→ **Data to examine**
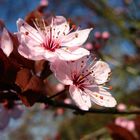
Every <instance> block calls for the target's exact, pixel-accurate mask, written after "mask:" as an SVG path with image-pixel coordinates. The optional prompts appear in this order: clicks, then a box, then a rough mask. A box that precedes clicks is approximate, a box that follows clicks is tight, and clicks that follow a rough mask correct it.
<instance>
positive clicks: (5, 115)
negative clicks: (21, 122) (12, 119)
mask: <svg viewBox="0 0 140 140" xmlns="http://www.w3.org/2000/svg"><path fill="white" fill-rule="evenodd" d="M22 112H23V110H22V108H21V107H20V106H14V107H13V108H11V109H8V108H5V107H3V106H0V130H4V129H5V128H6V127H7V126H8V124H9V121H10V119H11V118H13V119H18V118H20V117H21V115H22Z"/></svg>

→ **Task prompt**
Copy exactly, and only, the lines from the first line of the material through the line that contains "positive clicks: (5, 115)", both ends kept; no pictures.

→ **Response**
Every <instance> block calls for the target's exact, pixel-accurate mask, written after "mask:" as an SVG path with image-pixel coordinates. The optional prompts appear in this order: clicks, then a box, then a rough mask. A box that precedes clicks is approximate, a box that follows clicks is tight, and clicks that follow a rough mask correct it.
<instance>
positive clicks: (5, 115)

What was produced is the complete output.